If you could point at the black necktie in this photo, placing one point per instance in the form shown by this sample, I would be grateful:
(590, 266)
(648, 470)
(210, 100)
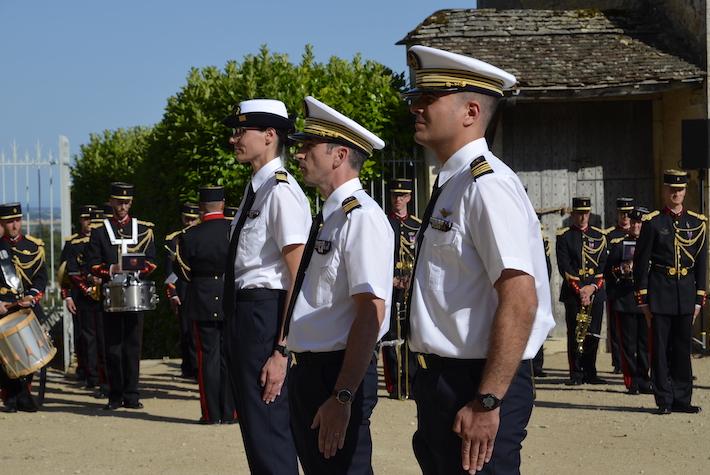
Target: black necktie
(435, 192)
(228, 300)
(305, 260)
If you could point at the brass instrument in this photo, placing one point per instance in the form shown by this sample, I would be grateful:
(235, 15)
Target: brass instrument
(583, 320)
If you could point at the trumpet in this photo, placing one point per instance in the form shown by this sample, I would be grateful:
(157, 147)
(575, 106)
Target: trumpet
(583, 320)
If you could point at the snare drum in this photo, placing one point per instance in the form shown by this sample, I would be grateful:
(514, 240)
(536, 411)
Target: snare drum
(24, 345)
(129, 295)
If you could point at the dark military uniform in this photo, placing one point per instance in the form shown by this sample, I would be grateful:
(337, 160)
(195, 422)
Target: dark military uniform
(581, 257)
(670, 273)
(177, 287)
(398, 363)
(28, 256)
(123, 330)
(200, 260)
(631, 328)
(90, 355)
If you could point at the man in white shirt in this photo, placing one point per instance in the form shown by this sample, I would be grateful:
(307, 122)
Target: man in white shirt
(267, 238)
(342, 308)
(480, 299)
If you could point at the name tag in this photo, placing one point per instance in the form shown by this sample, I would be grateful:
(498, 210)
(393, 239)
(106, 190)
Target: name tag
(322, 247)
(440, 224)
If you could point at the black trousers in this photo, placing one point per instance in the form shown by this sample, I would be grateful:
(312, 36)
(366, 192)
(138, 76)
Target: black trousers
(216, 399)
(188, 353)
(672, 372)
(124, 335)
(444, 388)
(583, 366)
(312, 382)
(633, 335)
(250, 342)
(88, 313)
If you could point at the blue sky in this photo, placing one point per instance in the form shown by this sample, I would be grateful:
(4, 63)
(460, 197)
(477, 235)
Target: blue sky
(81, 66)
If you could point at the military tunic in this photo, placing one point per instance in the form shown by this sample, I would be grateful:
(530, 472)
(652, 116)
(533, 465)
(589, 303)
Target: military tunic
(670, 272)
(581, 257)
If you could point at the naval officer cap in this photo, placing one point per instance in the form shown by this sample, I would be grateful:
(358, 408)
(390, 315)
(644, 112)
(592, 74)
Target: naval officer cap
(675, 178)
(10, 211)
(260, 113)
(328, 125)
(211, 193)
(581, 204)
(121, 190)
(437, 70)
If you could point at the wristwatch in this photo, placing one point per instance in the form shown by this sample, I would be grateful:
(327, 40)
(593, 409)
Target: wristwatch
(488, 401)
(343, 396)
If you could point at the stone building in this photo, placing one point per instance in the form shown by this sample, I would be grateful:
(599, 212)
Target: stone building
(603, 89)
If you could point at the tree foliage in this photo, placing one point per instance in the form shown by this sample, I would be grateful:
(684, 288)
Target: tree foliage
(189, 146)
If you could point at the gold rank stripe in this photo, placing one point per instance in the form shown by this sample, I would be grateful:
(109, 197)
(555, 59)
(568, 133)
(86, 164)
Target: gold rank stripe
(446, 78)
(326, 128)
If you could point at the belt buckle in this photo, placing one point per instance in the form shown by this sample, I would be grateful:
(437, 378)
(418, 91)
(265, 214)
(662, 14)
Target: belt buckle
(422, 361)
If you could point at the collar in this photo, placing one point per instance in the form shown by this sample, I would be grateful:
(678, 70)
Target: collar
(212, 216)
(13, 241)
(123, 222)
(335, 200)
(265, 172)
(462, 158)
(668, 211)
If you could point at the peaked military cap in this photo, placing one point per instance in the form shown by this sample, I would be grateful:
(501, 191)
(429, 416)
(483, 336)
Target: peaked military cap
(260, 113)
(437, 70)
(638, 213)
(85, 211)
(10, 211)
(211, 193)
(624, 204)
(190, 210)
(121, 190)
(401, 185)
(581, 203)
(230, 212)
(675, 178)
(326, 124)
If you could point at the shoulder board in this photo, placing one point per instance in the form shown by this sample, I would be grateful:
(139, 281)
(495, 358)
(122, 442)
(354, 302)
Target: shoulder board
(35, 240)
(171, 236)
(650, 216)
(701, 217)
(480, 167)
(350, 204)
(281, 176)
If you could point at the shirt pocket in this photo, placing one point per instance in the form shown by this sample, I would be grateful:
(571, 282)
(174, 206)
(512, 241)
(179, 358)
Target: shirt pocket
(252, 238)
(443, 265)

---------------

What to produce: Write the records out once more, exactly as they appear, with no pictures.

Output of the task:
If you could point at the black necktie in this photo, placing one point per instance in the form shown by this sample, I would be grateful:
(590, 266)
(648, 470)
(210, 100)
Target: black necktie
(435, 192)
(228, 300)
(305, 260)
If you could point at the brass instrument in this photo, placing one point per instance in the form shown by this sample, I would be grateful:
(235, 15)
Target: brass instrument
(583, 320)
If you could point at the trumpet in this photo, placing one point per instance in the form shown by this sample, I would be grateful:
(157, 147)
(575, 106)
Target: trumpet
(583, 320)
If you could point at the snare drum in this photo, placing one point per instance in the form shown by this sample, I would be grateful:
(514, 240)
(536, 411)
Target: snare drum
(24, 345)
(129, 295)
If you could point at the dark military uniform in this photo, placing one point per instance in the form shown by this sample, I would be grateful:
(337, 160)
(195, 422)
Target: dark military uniform
(581, 257)
(670, 273)
(177, 287)
(398, 363)
(28, 256)
(123, 330)
(200, 260)
(631, 328)
(90, 355)
If you could point at the man in white shirt in this photo, placing one point per instance in the form shown by this sample, I would be grateful:
(307, 122)
Target: man in white shirt
(267, 238)
(342, 308)
(480, 299)
If you could point at the name tag in this photo, placing one point per instance in the form shown by this sample, I would be grateful:
(498, 210)
(393, 239)
(106, 190)
Target: name tag
(322, 247)
(440, 224)
If you could point at the black trousers in this photo, placing one point per instance in the form shown by this sample, I would be grateful:
(312, 36)
(366, 192)
(138, 76)
Target: black trousers
(216, 399)
(188, 353)
(672, 372)
(124, 335)
(444, 388)
(583, 366)
(312, 382)
(633, 335)
(250, 342)
(88, 313)
If you could point at the blue sky in this photo, placing one point per instance in the form shown by this sample, I would be grateful:
(4, 63)
(460, 197)
(477, 235)
Target: blue sky
(81, 66)
If you could point at the military tunic in this photo, placing one point per instance in the form shown by this sample, I would be grateful:
(530, 472)
(652, 116)
(533, 465)
(589, 303)
Target: military tunic
(670, 272)
(581, 257)
If you could point at the naval officer cap in this photo, placing one point per instance in the form shown by this sample, I would be grateful:
(358, 408)
(390, 315)
(644, 112)
(592, 74)
Target: naval officer cap
(675, 178)
(10, 211)
(260, 113)
(328, 125)
(211, 193)
(581, 204)
(121, 190)
(437, 70)
If you could point at the wristwatch in this photo, placing one point per instance in the form shown by this sample, I would be grateful:
(327, 40)
(593, 409)
Target: wristwatch
(488, 401)
(343, 396)
If you could point at the stone building in this photo, placing one point per instance in the form shown by this sample, I would be grateful:
(599, 212)
Target: stone building
(603, 89)
If you could point at the tree foliage in this photo, placing one point per instance in the form shown by this sample, I would be grateful:
(684, 288)
Target: tree foliage
(189, 146)
If you could point at the gold rank stripe in this photo, placing one point per instance in the form shown by this sample, I would be grateful:
(109, 197)
(555, 59)
(568, 133)
(86, 164)
Target: gold rank stripe
(446, 78)
(326, 128)
If you could point at the belt buckle in this photo, placing one point per instance in the form shown by this sample, I would be grateful:
(437, 378)
(418, 91)
(265, 214)
(662, 14)
Target: belt buckle
(422, 361)
If you could point at the collar in this photo, placing one point per instance in the form shown by this sample, I would be grateful:
(678, 70)
Target: collar
(212, 216)
(13, 241)
(123, 222)
(335, 200)
(265, 172)
(462, 158)
(668, 211)
If you could point at the peaked military cap in this photo, placing one point per instance in the form shown by this sample, I would be grateful:
(501, 191)
(429, 416)
(483, 336)
Target: peaked military cap
(260, 113)
(437, 70)
(638, 213)
(85, 211)
(10, 211)
(211, 193)
(624, 204)
(190, 210)
(121, 190)
(401, 185)
(581, 203)
(230, 212)
(675, 178)
(326, 124)
If you could point at the shoulder board in this photo, placing one point per instance in the form shown by this sample, I would be grateful:
(139, 281)
(495, 358)
(122, 442)
(354, 302)
Target: shoulder board
(35, 240)
(171, 236)
(650, 216)
(701, 217)
(480, 167)
(350, 204)
(281, 176)
If you could point at the shirt pocket in this photo, placing one point per instance in the form shown by this sample, I would be grateful:
(571, 282)
(174, 206)
(512, 241)
(179, 358)
Target: shirt pocket
(252, 238)
(443, 265)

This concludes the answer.